• **TASK DESCRIPTION**
Below are records; please write out exactly the lines from the first line through the line containing "Identify the blurred", with no pictures.

Stored entries:
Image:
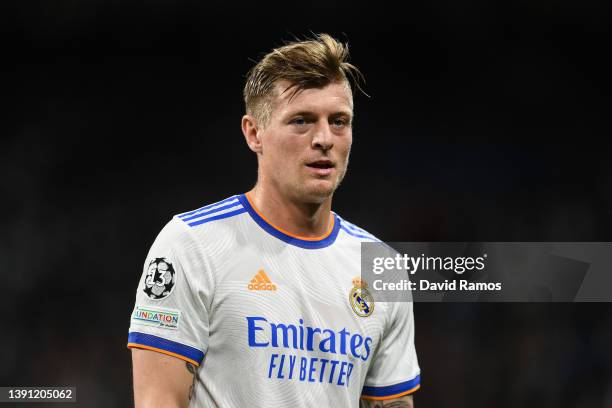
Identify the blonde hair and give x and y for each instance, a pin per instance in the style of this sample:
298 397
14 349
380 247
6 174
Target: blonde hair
312 63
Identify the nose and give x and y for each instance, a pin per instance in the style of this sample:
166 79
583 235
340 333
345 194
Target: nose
323 137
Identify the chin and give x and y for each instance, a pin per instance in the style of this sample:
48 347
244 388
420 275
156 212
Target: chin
318 192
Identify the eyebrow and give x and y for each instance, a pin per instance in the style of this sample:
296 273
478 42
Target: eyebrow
311 114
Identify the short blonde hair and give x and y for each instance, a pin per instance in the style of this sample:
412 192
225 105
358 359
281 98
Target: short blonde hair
312 63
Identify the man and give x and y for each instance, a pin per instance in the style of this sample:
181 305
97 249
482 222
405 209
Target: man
256 300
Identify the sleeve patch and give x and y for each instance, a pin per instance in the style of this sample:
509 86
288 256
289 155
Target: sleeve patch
160 279
156 317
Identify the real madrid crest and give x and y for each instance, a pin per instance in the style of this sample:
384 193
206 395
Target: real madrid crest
360 299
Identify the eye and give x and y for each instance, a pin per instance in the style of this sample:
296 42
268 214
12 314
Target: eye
340 122
298 121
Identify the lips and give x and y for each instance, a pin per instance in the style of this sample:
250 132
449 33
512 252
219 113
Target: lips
321 164
321 167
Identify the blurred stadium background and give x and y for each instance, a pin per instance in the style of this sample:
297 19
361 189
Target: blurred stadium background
487 122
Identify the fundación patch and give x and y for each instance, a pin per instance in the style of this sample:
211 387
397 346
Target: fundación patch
156 317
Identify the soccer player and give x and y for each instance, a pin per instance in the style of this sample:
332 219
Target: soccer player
256 301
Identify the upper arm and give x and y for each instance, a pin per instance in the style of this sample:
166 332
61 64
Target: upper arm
161 380
168 331
401 402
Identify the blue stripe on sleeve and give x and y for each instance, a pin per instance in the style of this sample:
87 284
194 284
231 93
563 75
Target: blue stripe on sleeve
391 389
168 345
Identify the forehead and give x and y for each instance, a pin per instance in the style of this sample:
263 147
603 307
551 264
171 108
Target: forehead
332 98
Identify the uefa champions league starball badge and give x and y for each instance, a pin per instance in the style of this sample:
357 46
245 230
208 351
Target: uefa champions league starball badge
160 279
360 299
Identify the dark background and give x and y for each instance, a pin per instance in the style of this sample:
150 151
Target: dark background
487 121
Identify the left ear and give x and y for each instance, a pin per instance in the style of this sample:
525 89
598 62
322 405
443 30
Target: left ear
251 133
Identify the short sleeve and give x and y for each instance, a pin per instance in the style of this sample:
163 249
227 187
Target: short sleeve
170 313
394 371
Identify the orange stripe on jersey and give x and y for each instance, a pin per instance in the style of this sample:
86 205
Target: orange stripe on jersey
325 235
388 397
142 346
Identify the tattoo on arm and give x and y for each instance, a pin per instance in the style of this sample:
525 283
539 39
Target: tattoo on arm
193 370
402 402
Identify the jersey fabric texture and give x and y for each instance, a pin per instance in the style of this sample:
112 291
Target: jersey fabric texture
267 315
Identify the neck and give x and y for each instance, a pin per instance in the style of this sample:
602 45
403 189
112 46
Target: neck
308 220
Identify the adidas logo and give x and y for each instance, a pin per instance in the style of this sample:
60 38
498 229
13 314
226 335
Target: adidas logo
261 282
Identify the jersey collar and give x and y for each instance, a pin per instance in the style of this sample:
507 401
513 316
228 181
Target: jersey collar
303 242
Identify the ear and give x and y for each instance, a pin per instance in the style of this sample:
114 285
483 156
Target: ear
251 133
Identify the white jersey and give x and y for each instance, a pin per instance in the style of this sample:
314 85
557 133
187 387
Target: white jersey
272 319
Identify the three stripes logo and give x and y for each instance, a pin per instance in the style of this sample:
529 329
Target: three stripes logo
261 282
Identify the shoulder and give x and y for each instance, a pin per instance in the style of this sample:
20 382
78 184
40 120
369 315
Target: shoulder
354 232
209 213
182 231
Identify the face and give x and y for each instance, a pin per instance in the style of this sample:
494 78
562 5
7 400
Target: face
305 146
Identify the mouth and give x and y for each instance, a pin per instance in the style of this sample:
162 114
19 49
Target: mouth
321 167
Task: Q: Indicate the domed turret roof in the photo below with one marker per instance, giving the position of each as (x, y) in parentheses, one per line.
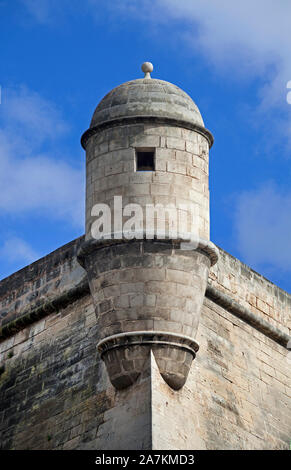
(147, 98)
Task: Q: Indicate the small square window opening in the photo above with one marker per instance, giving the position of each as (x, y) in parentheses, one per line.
(145, 160)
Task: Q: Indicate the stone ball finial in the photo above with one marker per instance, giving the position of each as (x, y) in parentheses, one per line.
(147, 68)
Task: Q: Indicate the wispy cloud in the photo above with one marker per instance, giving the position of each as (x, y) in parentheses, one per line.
(32, 179)
(16, 250)
(263, 227)
(241, 40)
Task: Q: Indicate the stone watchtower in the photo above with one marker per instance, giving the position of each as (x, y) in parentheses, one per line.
(147, 145)
(153, 287)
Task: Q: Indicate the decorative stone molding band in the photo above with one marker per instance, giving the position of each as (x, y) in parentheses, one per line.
(142, 338)
(204, 246)
(146, 120)
(62, 301)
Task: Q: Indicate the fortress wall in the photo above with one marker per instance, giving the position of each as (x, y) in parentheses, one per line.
(55, 392)
(253, 291)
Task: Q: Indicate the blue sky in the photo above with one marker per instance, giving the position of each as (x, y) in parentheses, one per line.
(59, 58)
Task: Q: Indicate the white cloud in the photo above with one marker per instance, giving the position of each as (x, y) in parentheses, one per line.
(17, 250)
(263, 227)
(242, 40)
(31, 179)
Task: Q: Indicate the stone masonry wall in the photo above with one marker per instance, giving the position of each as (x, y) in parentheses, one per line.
(55, 392)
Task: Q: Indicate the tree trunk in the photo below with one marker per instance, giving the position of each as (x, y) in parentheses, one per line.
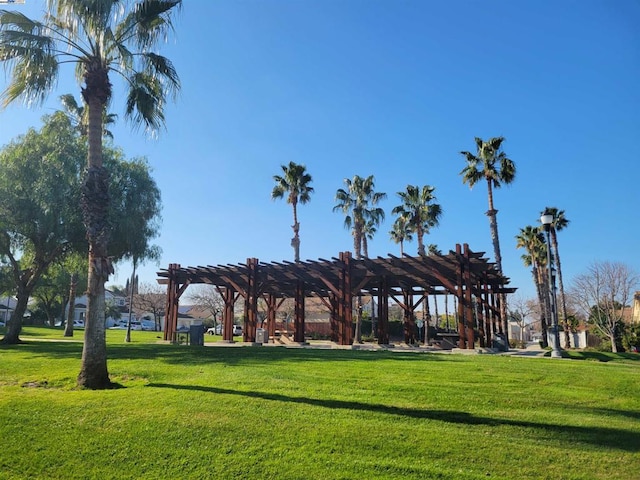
(295, 241)
(563, 302)
(95, 199)
(420, 237)
(127, 337)
(492, 213)
(68, 328)
(14, 327)
(543, 306)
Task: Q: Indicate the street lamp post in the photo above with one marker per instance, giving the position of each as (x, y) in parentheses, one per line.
(546, 221)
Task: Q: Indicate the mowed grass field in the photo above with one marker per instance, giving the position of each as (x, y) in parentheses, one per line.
(246, 412)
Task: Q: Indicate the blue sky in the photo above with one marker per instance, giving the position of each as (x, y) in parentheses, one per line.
(394, 89)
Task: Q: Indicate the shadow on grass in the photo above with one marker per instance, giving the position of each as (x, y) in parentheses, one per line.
(602, 356)
(600, 436)
(192, 355)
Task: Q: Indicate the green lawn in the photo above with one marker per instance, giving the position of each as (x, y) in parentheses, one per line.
(275, 413)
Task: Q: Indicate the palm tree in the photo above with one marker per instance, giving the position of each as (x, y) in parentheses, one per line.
(491, 164)
(401, 233)
(420, 211)
(531, 239)
(80, 119)
(560, 222)
(103, 38)
(358, 202)
(294, 182)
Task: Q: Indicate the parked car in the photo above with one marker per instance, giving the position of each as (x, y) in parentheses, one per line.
(217, 330)
(237, 330)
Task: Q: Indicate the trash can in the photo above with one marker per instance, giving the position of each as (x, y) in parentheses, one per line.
(500, 343)
(196, 335)
(261, 336)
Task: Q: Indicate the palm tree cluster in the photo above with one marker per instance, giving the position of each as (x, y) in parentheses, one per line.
(532, 240)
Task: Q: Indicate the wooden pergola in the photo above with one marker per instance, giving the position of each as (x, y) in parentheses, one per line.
(407, 280)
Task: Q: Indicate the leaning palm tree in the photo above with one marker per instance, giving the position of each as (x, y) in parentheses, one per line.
(80, 119)
(102, 38)
(294, 182)
(491, 164)
(362, 215)
(401, 233)
(560, 222)
(359, 204)
(420, 211)
(531, 239)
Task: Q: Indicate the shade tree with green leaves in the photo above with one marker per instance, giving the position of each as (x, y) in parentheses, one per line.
(40, 223)
(603, 292)
(294, 184)
(39, 217)
(102, 39)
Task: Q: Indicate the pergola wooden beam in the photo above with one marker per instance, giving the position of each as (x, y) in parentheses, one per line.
(465, 274)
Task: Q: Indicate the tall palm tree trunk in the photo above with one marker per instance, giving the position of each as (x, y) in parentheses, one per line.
(95, 199)
(543, 301)
(420, 237)
(563, 302)
(492, 213)
(295, 241)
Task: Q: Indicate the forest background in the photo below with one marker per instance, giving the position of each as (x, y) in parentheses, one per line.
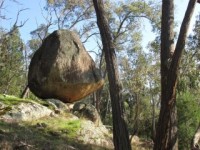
(135, 26)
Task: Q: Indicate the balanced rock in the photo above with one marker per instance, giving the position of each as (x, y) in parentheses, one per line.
(62, 69)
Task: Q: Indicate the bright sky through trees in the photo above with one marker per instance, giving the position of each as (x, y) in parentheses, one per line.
(35, 17)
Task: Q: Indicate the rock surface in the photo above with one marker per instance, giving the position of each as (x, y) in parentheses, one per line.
(26, 112)
(62, 69)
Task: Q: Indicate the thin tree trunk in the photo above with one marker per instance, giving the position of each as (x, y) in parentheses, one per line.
(120, 132)
(25, 92)
(153, 134)
(166, 133)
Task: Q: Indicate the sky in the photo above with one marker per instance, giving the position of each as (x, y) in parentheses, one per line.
(35, 9)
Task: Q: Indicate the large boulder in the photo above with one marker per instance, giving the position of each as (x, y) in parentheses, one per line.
(62, 69)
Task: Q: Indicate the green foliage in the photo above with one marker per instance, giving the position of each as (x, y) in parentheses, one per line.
(188, 111)
(61, 125)
(11, 68)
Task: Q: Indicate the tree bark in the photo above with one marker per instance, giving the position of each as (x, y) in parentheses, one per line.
(166, 133)
(120, 132)
(25, 92)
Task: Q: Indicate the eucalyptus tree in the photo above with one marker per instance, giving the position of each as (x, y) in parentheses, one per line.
(166, 133)
(188, 90)
(11, 67)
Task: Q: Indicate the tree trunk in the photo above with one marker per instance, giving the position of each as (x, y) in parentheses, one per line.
(120, 132)
(166, 133)
(25, 92)
(153, 130)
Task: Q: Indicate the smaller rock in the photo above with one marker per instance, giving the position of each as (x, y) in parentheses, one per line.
(87, 111)
(58, 105)
(26, 112)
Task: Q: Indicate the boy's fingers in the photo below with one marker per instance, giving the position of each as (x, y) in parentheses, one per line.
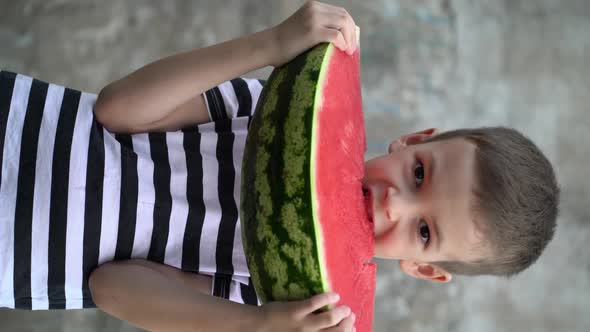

• **EXERCISE SOLUTION**
Image:
Identify the blonde hair and give x and y for each instance, a pin per instance in the style of this sample:
298 397
14 349
380 247
6 174
Target: blonde hair
312 63
Identify the nose and give x and y for each instance, a pin per instance in the style of this sample:
166 79
583 235
340 333
345 194
Target: nose
323 137
Identify the chin and give x and y for each instance, a pin per instance in the style of this sample:
48 347
244 388
420 275
156 212
Target: chin
318 192
Identify the eyebrow and give x and y for each instance, a pin per instance in the style of this sample:
296 273
478 42
Target: eyebrow
311 114
Identify the short blonde hair and give x and y for each instance, a pin per instance in the style of this sample:
412 192
225 105
358 359
281 98
Target: short blonde hair
312 63
Identify the man and give x and y for each instance, a pin per instance in the style of this sample:
181 305
97 249
482 222
405 209
Target: man
256 300
Identify the sleeve patch and give x and y for each instance, a pin per instance in the style of this sample:
509 86
288 256
289 155
Target: sleeve patch
160 279
156 317
Identify the real madrid crest and give x and y for each instance, a pin per instance in the style of this sample:
384 193
206 395
Target: real madrid crest
360 299
Identify the eye and give x and y for each instance, a pin per instance in the style of this sample:
296 42
268 214
12 314
Target: eye
340 122
298 121
Identify the lips and give x and y for each instance, a pin per instance in the style of this sample:
250 132
449 33
512 252
219 113
Target: lips
321 164
321 167
Identify the blurred stadium background and give x and y for each instance, a pin per instance in the style of this sample:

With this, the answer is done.